## YOUR INSTRUCTIONS
Quote every row below word for word, and leave out the pictures.

## MATERIAL FOR THE TASK
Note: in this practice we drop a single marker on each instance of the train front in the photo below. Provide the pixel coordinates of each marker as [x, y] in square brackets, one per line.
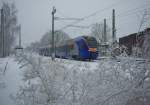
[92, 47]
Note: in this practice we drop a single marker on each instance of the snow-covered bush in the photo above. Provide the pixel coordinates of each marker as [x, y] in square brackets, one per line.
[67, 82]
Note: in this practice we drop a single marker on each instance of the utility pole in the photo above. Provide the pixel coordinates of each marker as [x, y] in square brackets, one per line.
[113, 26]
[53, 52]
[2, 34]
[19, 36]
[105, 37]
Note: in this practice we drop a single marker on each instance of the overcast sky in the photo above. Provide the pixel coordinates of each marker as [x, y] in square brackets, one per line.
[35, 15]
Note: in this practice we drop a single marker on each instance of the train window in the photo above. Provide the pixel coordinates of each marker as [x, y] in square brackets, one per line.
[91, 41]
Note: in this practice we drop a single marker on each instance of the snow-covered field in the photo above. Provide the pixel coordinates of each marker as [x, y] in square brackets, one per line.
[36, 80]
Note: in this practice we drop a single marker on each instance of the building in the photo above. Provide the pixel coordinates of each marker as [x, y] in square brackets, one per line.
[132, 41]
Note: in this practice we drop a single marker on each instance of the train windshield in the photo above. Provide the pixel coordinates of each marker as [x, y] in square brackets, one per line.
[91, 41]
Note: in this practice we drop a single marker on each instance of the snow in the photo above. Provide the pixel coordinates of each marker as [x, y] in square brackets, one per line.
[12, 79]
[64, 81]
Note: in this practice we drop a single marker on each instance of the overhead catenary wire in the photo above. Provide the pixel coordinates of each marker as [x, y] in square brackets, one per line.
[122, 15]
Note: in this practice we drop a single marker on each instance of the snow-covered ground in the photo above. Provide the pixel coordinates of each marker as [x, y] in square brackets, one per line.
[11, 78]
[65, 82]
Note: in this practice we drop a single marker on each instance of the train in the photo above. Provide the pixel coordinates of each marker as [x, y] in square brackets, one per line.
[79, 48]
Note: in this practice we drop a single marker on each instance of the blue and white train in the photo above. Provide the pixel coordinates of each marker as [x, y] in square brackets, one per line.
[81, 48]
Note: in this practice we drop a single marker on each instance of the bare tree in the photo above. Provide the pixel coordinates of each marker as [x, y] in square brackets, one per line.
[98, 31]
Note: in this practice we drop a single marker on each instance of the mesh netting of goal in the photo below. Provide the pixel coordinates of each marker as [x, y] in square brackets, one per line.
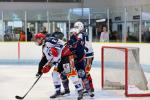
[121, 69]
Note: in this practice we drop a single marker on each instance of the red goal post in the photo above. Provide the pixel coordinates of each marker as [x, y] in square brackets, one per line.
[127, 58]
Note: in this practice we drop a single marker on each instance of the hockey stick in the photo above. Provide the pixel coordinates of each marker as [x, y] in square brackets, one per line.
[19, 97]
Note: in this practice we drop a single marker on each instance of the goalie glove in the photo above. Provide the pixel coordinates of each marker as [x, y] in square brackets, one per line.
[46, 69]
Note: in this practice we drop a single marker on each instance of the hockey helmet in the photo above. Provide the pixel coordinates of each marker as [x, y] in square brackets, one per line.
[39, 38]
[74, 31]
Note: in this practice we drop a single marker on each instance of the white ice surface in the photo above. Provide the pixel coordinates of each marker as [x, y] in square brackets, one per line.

## ANSWER FOR THIS EXERCISE
Note: in this practice we drop a single marker on each instance of the train front in the photo below. Provide the pixel coordinates of each marker as [x, y] in square brackets, one per line.
[92, 47]
Note: in this practice we drop a single marker on each instance of the snow-covered bush in the photo above. Provide the pixel coordinates of each marker as [x, y] in square brackets, one per line.
[67, 82]
Note: in this practice we drop a single marker on each instance of the utility pole in the photo above. Provide the pixel coordinates of each marker as [x, y] in square brackets, one per line.
[113, 26]
[53, 52]
[2, 34]
[19, 36]
[105, 37]
Note: in this practice we drop a single marker on each instance of the overcast sky in the photo above. Provide the pixel coordinates of each marker as [x, y] in square brackets, one per line.
[35, 15]
Note: in this practice we drop a single marker on each instance of the train window in the photo above. Provide the pixel coordinates of each marker as [x, y] in square brackets, one per line.
[91, 41]
Note: in this practice we drop a single marker on each instance of the snow-covered field in the photo above. Provide the pixel coordinates of each marker as [x, y] in square brackets, one per line.
[36, 80]
Note: in this practice we drop a single marker on each instance of the building in the photo above. Provide the pixel coordinates of each marker as [x, y] in square brackets, one per line.
[132, 41]
Note: in this practice we drop a single marker on each instance of the train windshield in the photo above. Provide the pixel coordinates of each marker as [x, y] in square brackets, one per line.
[91, 41]
Note: in this practice we drop a single marker on each instance of the snow in the photo above. Provide the pixel coordinates of each marker as [x, y] in square brackets, one per line.
[12, 79]
[64, 81]
Note: in this practice we drop a single marker on each instance of the overhead catenary wire in the photo above. Provide the pixel coordinates of each marker as [x, y] in square brackets, one per line.
[122, 15]
Note: in this practice we drop a single marker on each instance of the snow-covered ground in the photo above. Provide the pixel coordinates of each marker as [x, y] in square brackets, one per line.
[11, 78]
[65, 82]
Note: in this practice we drop a single marker on each instance of the train in the photo above. Provide the pixel coordinates of each marker as [x, y] in square brackets, one per line.
[79, 48]
Note: in this practice we drop a single marker on each instance of the blue and white train in the photo above. Provide the pixel coordinates of each marker as [x, y] in square brackets, one per line.
[81, 48]
Note: in this practice we drop a single marker on each instance of the bare tree in the photo above. Provide the pixel coordinates of each marker as [x, y] in square brackets, one per line.
[98, 31]
Note: in this practice we drop a single marker on each instance of the mesh netting of goal in the photo below. Provide the pixel coordinates of each marker as [x, y] in square brackets, one per line.
[121, 69]
Note: in this practice we drop a single marker on each instance of the red goal post in the photo above. Provide the pixel coordinates of each marker as [x, y] in square brackets, one per line.
[127, 58]
Note: in this practice we drop a single marker on each instance of the hockey stick in the photo above. Provide the pixel coordinates of each marker as [x, y] in square brackets, one per line.
[19, 97]
Note: in this practice we drop a single marker on each instance of the goalie glove in the photo above. Provide the pixel coordinates of each marker as [x, y] in square brackets, one per line.
[46, 69]
Note: in this practice we drop a single marker on each instance of the hockey helmet in the photo above. Provide the pixel coordinates of each marker as [x, y] in square brackets, one per line.
[39, 38]
[74, 31]
Note: in this practice we drop a single marker on each instance of the white ice surface in the photo above. Provide the pixel coordinates of each marker as [x, y] in square brackets, one per line.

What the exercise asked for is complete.